> **What needs to be done**:
Transcribe each record below word for word.

> **Supplied records**:

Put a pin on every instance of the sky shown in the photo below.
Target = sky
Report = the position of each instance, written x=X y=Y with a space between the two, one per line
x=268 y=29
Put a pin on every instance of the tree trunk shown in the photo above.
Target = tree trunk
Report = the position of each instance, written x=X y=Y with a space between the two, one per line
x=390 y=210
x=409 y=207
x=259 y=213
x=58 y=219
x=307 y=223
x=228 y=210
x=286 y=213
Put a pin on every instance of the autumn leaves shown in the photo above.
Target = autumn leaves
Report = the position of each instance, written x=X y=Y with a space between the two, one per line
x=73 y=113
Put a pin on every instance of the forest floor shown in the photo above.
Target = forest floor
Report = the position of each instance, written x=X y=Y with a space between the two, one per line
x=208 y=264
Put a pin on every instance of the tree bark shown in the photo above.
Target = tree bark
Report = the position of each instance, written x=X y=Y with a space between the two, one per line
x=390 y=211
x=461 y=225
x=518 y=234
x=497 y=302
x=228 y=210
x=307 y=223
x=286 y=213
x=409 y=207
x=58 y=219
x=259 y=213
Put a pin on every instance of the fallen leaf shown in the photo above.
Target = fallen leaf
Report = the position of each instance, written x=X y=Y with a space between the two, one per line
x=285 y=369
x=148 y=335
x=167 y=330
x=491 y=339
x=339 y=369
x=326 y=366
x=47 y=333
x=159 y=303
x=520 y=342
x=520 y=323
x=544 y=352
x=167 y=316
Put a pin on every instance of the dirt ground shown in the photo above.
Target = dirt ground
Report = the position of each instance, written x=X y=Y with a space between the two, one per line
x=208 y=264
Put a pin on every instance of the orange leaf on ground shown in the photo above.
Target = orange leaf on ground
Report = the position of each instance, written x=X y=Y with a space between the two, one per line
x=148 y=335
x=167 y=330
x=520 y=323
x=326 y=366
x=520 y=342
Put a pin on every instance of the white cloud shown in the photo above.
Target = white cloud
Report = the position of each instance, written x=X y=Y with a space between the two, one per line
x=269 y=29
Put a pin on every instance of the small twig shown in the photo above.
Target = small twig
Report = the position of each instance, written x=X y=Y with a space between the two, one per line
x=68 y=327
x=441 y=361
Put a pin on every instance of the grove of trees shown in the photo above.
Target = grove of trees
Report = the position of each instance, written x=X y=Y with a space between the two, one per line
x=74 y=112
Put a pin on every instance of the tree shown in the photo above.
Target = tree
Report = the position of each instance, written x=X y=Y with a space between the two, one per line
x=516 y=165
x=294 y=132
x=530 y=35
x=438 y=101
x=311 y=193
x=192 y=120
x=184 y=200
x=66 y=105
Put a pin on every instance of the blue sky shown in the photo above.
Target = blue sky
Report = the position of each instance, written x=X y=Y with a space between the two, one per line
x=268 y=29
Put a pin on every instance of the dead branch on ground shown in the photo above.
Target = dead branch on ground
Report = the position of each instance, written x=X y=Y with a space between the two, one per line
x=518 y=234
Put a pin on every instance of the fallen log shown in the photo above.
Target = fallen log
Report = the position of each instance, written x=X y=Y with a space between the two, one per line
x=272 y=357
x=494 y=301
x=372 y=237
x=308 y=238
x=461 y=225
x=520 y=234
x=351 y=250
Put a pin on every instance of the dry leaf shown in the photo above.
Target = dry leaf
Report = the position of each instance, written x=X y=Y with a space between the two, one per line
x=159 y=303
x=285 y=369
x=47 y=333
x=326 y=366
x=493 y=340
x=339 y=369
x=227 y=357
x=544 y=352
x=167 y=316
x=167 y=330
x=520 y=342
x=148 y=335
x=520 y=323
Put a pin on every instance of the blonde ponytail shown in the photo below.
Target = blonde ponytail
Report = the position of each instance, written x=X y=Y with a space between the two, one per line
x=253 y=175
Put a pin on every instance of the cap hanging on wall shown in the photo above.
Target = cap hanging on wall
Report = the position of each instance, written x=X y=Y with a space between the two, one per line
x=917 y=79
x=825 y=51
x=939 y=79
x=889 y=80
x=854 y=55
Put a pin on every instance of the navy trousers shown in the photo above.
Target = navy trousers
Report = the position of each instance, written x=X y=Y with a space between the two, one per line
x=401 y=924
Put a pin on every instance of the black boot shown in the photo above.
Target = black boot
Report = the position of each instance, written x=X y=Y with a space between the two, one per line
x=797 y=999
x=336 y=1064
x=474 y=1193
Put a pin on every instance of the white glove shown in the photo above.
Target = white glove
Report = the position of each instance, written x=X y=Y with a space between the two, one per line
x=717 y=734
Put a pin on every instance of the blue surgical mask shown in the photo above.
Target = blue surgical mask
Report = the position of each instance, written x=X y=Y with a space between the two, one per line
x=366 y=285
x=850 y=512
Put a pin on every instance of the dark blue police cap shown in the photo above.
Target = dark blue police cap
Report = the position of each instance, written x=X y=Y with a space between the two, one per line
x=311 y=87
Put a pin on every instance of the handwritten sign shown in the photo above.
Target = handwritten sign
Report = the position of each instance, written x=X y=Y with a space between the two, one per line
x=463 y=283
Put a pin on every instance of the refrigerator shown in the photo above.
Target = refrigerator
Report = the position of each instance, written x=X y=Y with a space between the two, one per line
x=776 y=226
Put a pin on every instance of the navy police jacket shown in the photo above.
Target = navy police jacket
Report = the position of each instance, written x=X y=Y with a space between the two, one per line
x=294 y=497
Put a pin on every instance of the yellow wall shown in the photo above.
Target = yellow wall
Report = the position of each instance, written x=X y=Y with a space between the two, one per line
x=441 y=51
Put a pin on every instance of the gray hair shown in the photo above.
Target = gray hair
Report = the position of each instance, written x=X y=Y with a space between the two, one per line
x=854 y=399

> **Task output**:
Put a pin on every instance of the sky shown in the photo below.
Target = sky
Report = the position of each instance, written x=X y=Y with a space between the two, one per line
x=268 y=29
Put a pin on every instance of the tree trunk shown in the photo above.
Target = tree trunk
Report = the position of each instance, written x=X y=Y with a space between the two, one per line
x=390 y=210
x=409 y=207
x=259 y=213
x=58 y=219
x=307 y=223
x=228 y=210
x=286 y=213
Put a pin on every instance of the autumn leaves shown in the photo above.
Target = autumn leaves
Report = the position of each instance, written x=X y=Y with a space between the two, one per line
x=73 y=113
Put a pin on every instance of the forest floor shown in the photo above.
Target = forest floor
Report = the position of each instance, written x=X y=Y with a space between the two, one per line
x=208 y=264
Put a pin on every instance of the tree bark shown in the photo above.
Target = tree bark
Report = the position of each instance, written x=X y=Y with a space between the two, one per line
x=390 y=211
x=461 y=225
x=518 y=234
x=497 y=302
x=228 y=210
x=307 y=223
x=286 y=213
x=409 y=207
x=58 y=219
x=259 y=213
Put a pin on every instance of the fallen leaf shown in the photo above.
Target = fallen leaf
Report = the position of each instance, written x=X y=Y with a space between the two, one per line
x=285 y=369
x=148 y=335
x=167 y=330
x=491 y=339
x=339 y=369
x=326 y=366
x=47 y=333
x=159 y=303
x=520 y=342
x=520 y=323
x=544 y=352
x=167 y=316
Put a pin on every instance of the dirt ground shown in the photo above.
Target = dirt ground
Report = the position of each instance, written x=X y=Y with a space between the two, one per line
x=208 y=264
Put a pin on every instance of the orange leaf on ground shown in the photo above.
Target = orange leaf on ground
Report = the position of each instance, written x=X y=Y with a space between the two, one per line
x=148 y=335
x=167 y=330
x=520 y=323
x=326 y=366
x=520 y=342
Put a pin on every instance of the white cloud shown in the photo above.
Target = white cloud
Report = the position of each instance, written x=X y=Y with a space between the two, one per line
x=269 y=29
Put a pin on every instance of the small twig shown in the photo above.
Target = small twig
Report = the position of each instance, written x=X y=Y with a space between the two, one per line
x=68 y=327
x=441 y=361
Put a pin on every instance of the grove of trees shown in the photo above.
Target = grove of trees
Report = the position of each instance, written x=X y=Y with a space between the two, one per line
x=74 y=112
Put a pin on every instance of the tree shown in the photo above.
Target = tree
Report = the position of each instance, written x=X y=Y with a space between the two, one per line
x=516 y=165
x=294 y=132
x=530 y=35
x=438 y=101
x=311 y=193
x=192 y=120
x=184 y=200
x=66 y=105
Put a pin on every instance of the blue sky shown in the photo above.
Target = blue sky
Report = the position of each instance, written x=X y=Y with a space between the two, one per line
x=268 y=29
Put a pin on every instance of the dead branch on ground shown in the photo above.
Target = dead branch on ground
Report = the position of each instance, written x=X y=Y with a space between the two, one per line
x=518 y=234
Put a pin on every instance of the fallen log shown in the photo above.
Target = fallen log
Report = the position of each instance, written x=X y=Y with a space between the two, one per line
x=272 y=357
x=494 y=301
x=372 y=237
x=308 y=238
x=461 y=225
x=520 y=234
x=351 y=250
Put a pin on every instance of the dry leaf shown in the photo above.
Target = dry leaf
Report = the position of each instance, written x=X y=Y with a space between the two, one per line
x=159 y=303
x=285 y=369
x=47 y=333
x=326 y=366
x=493 y=340
x=339 y=369
x=227 y=357
x=544 y=352
x=167 y=316
x=167 y=330
x=520 y=342
x=148 y=335
x=520 y=323
Put a pin on every instance of the blonde ponytail shown in the photo below.
Target = blonde ponytail
Report = the position of each instance, written x=X y=Y with a space between the two, one per line
x=253 y=175
Put a pin on every instance of the cap hanging on wall shown in the photo above.
Target = cap hanging on wall
Report = the position of each instance, written x=X y=Y with a space between the two, one per line
x=917 y=79
x=825 y=51
x=939 y=79
x=889 y=80
x=854 y=55
Put a pin on every instance of the navy trousers shown in the photo above.
Target = navy trousers
Report = the position of each instance, written x=X y=Y with a space between the two, one per line
x=401 y=924
Put a pin on every instance of the black boot shown in the photo above.
Target = black boot
Report = the position of each instance, written x=X y=Y with a space between the two, one per line
x=797 y=999
x=336 y=1064
x=474 y=1193
Put a pin on every instance of the white glove shown in the photo above.
Target = white glove
Report = the position of each instance, written x=X y=Y with a space between the two, one per line
x=717 y=734
Put a pin on every instance of the blue surgical mask shown in the photo above.
Target = blue surgical mask
Report = the position of each instance, written x=X y=Y with a space between the two, one per line
x=366 y=285
x=850 y=512
Put a pin on every instance of the dark blue police cap shown in the photo above.
Target = dark blue police cap
Report = the position of each instance, written x=X y=Y with a space between the two, one per line
x=311 y=87
Put a pin on every instance of the handwritten sign shown in the photo above.
Target = handwritten sign
Report = the position of each instance, written x=X y=Y with a space between the two, one per line
x=463 y=283
Put a pin on every instance of the refrigerator shown in the photo above.
Target = refrigerator
Report = the position of each instance, written x=X y=Y with a space between the two, one per line
x=776 y=226
Put a pin on every instance of the navy police jacket shown in the photo above.
Target = navy police jacket
Report = the position of each instance, written x=X y=Y with a space between the two, one per line
x=294 y=497
Put a pin on every instance of the yellow wall shown in the photo above.
Target = yellow wall
Report = the position of each instance, written x=X y=Y with a space between the two, one per line
x=441 y=51
Put a pin on every instance of the gray hair shown in the photo above.
Target = gray hair
Report = the position of each instance, written x=X y=Y with a space between the two, one per line
x=854 y=399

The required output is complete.